→ Records to process
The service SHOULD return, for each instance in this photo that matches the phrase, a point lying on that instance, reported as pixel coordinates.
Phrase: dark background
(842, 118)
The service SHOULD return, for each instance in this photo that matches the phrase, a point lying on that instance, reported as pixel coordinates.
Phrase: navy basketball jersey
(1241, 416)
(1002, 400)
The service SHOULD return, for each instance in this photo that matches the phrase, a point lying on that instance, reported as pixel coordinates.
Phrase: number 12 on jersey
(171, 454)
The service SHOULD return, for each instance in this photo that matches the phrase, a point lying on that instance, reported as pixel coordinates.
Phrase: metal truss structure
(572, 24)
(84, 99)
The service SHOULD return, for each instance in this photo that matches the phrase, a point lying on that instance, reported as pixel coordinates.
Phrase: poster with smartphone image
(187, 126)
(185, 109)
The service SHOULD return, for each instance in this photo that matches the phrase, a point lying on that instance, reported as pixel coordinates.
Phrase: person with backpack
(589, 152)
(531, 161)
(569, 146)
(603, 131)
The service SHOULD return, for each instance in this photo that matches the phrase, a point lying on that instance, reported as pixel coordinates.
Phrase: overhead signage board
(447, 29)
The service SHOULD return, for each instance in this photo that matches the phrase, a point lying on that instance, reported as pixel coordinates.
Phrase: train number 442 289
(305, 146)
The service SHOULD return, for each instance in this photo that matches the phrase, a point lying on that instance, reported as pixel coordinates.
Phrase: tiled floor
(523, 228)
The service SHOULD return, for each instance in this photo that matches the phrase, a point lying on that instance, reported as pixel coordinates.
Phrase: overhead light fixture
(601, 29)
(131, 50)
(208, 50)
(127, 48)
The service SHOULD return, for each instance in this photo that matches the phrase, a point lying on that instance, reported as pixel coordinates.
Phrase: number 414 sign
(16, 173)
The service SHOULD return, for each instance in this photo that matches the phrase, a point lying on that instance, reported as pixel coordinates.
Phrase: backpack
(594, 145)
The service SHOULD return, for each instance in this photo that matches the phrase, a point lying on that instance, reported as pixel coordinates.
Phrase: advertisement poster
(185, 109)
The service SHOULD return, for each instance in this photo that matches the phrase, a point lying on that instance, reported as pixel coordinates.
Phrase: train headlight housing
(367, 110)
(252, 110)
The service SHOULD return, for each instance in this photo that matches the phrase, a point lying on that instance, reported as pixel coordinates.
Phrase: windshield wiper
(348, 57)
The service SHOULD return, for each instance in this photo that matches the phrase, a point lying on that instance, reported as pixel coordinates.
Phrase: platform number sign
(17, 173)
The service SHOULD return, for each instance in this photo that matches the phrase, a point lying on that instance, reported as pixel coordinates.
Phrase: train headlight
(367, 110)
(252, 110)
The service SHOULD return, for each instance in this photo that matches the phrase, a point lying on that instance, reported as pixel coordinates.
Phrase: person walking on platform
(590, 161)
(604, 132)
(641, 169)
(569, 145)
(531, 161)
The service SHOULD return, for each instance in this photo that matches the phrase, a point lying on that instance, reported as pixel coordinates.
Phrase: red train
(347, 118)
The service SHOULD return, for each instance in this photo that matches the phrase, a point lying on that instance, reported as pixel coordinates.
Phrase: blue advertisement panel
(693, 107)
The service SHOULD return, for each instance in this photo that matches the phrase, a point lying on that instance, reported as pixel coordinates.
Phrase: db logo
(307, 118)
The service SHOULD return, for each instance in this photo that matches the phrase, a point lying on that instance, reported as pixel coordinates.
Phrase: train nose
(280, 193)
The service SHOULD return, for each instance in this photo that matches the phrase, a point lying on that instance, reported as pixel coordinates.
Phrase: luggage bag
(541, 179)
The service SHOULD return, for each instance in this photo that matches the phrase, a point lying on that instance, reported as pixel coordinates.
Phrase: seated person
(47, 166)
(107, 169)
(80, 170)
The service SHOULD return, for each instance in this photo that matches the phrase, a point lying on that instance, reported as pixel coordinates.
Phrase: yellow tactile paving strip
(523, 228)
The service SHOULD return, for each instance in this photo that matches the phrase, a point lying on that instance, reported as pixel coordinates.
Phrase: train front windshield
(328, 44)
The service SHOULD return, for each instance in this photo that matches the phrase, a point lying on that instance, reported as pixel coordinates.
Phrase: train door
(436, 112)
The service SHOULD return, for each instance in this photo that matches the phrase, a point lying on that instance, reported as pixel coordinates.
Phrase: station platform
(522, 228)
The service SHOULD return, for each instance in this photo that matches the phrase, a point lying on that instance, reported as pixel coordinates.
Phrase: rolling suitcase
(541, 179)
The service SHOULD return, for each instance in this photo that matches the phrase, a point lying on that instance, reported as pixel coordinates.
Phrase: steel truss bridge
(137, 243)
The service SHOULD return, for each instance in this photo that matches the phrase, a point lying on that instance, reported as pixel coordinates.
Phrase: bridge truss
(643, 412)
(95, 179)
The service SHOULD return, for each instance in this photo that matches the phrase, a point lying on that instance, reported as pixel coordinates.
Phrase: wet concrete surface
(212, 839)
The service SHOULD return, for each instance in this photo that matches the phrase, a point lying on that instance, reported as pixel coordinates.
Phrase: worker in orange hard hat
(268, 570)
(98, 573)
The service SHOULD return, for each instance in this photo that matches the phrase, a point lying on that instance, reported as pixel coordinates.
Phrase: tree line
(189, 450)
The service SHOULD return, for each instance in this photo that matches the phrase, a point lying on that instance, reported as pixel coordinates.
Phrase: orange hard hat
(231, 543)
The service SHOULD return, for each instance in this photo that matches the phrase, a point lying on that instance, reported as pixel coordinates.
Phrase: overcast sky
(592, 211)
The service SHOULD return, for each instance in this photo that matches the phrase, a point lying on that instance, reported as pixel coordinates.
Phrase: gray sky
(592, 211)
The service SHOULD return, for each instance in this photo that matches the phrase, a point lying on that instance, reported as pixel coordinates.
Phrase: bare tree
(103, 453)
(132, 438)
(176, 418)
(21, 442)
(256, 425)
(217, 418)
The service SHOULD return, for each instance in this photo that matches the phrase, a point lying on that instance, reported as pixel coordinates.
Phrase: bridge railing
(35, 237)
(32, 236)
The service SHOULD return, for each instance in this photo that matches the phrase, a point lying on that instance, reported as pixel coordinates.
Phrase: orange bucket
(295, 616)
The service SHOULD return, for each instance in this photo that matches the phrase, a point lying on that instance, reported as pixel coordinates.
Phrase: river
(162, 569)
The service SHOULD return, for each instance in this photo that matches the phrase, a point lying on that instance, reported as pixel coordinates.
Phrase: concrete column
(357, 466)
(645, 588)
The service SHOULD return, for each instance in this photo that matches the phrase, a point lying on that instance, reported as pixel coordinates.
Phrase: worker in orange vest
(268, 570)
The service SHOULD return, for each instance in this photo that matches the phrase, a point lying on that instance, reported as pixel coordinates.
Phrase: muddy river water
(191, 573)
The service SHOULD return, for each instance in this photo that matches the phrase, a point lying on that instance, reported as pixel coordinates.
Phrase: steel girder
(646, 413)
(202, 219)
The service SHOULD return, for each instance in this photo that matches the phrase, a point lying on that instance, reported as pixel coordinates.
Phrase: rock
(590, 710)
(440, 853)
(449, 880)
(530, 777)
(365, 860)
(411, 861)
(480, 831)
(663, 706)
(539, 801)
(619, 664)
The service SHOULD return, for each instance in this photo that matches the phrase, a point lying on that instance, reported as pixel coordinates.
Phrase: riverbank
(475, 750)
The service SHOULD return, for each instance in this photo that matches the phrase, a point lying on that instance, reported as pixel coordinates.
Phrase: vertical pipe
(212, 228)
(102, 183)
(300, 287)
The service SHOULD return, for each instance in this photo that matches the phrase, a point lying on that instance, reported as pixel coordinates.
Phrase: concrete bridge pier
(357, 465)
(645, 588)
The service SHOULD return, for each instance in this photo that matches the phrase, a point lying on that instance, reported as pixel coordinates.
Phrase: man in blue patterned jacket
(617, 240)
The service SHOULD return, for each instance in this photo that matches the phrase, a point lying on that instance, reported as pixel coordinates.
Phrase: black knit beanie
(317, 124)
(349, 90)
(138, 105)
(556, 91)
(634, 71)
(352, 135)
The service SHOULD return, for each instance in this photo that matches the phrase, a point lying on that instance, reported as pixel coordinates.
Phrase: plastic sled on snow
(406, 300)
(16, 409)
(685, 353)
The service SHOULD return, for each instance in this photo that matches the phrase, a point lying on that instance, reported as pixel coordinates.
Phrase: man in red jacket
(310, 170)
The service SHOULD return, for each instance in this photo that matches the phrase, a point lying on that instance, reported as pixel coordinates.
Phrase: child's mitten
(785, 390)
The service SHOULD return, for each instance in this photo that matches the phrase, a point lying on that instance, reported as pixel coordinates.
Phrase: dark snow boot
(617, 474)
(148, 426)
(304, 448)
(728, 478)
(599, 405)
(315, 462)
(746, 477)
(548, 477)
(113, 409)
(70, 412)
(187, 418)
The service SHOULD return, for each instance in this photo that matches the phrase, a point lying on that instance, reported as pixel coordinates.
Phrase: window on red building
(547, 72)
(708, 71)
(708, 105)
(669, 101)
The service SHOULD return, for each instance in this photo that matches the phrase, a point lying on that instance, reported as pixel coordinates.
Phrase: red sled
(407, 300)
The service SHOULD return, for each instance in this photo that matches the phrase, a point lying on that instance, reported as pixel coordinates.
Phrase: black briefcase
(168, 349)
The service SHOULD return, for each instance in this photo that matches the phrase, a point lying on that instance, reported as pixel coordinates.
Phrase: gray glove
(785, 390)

→ Requirements
Reproduce the records above word for word, from their first line through the line containing "(1002, 400)", and give back only those lines.

→ Correct answer
The service SHOULD return, for each instance in this photo that matches the phrase, a point lying on that instance, reported as pixel coordinates.
Phrase: dark background
(842, 118)
The service SHOULD return, for each instance in this photo that matches the phrase, a point lying on that instance, reported as pixel coordinates.
Phrase: navy basketball jersey
(1241, 416)
(1002, 400)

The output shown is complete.